QUOTED PASSAGE below:
500 hour yoga teacher training intensive courseBy: Virginia Iversen, M.Ed

Teaching Yoga to students who are recovering from surgery or living with chronic illness brings with it unique challenges and rewards. As you become a seasoned Yoga instructor, your repertoire of therapeutic techniques and modifications will expand. These therapeutic techniques, modifications and the appropriate use of Yoga props will support you in safely guiding your students through a full class. Of course, each student is uniquely challenged by his or her individual life circumstances.

In order to fully and safely support the Yoga students in your class who are living with physical challenges, it is important to be aware of their current health issues. By taking the time to acquaint yourself with each new student before class begins, and reacquainting yourself with ongoing students if their health status changes, you will be more prepared to safely guide your students through a class. The strategic use of Yoga props, including bolsters, blocks and chairs, will help the students who are living with physical challenges to participate more fully in a multi-level Yoga class.

Modified Warrior 1 Pose

Warrior 1 or Virabhadrasana is one of the fundamental standing asanas of most Yoga classes. This pose expands and stretches out the lung area, chest, neck, shoulder, back, abdomen, and groin muscles. It strengthens the legs, calves and ankles. If the posture is practiced in correct alignment, it can also facilitate the optimal alignment of the knees, which helps to promote the healing process of many knee injuries. Traditionally, Warrior 1 Pose is practiced in a standing position with both knees off of the mat.

If you teaching a Yoga student who is unable to stand comfortably, the arm movements and breathing components of the posture may be practiced while seated in a chair. If one or more of your students has trouble balancing or is healing from an injury or surgical procedure that makes practicing Virabhadrasana 1 in a full standing position difficult or painful, this posture may be practiced with the back knee on the mat. When Warrior 1 Pose is practiced in this way, the expansion throughout the front of the body is often increased, so the student will still reap a substantial benefit from practicing the posture in its modified form.
End of QUOTED PASSAGE.
PROBLEMS AND TASKS:
• 1. Do these statements agree with the yoga passage? Answer yes or no for each, quoting the deciding words: (a) Warrior 1 Pose strengthens the legs, calves and ankles. (b) Traditionally, Warrior 1 Pose is practiced with the back knee on the mat. (c) The props named include bolsters, blocks and chairs.
• 2. Print the part of the yoga passage that opens with the words containing "Modified Warrior 1" and closes with "of the mat.".
The lines after this point are separate material, unrelated to the yoga passage.
PROVIDED DATA below:
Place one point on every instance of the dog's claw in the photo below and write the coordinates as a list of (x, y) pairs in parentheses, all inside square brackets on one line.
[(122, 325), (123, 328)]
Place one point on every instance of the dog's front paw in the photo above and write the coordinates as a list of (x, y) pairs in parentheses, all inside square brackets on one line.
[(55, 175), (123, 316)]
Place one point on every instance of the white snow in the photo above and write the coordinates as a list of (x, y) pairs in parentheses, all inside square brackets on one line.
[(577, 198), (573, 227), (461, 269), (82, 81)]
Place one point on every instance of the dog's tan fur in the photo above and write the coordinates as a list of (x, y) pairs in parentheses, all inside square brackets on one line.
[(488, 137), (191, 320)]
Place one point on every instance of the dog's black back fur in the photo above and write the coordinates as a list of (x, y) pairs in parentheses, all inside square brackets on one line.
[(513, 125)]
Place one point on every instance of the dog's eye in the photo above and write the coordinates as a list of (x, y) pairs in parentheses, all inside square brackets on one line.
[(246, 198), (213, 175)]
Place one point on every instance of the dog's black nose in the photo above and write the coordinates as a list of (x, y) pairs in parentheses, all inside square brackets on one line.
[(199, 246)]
End of PROVIDED DATA.
PROVIDED DATA below:
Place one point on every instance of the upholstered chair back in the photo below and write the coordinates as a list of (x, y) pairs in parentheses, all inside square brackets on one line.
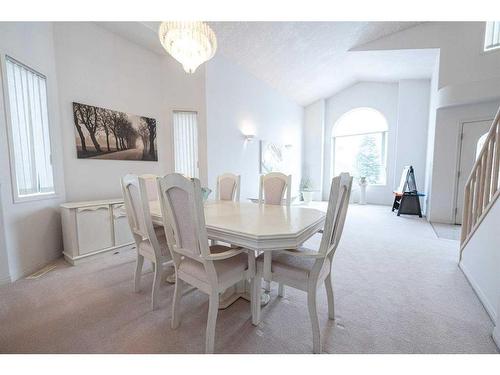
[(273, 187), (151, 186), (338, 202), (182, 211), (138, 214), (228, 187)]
End of PROVIDED DATA.
SOLUTION LIST:
• 1.
(a) Yes: "It strengthens the legs, calves and ankles."
(b) No: "Traditionally, Warrior 1 Pose is practiced in a standing position with both knees off of the mat."
(c) Yes: "including bolsters, blocks and chairs"

• 2.
Modified Warrior 1 Pose

Warrior 1 or Virabhadrasana is one of the fundamental standing asanas of most Yoga classes. This pose expands and stretches out the lung area, chest, neck, shoulder, back, abdomen, and groin muscles. It strengthens the legs, calves and ankles. If the posture is practiced in correct alignment, it can also facilitate the optimal alignment of the knees, which helps to promote the healing process of many knee injuries. Traditionally, Warrior 1 Pose is practiced in a standing position with both knees off of the mat.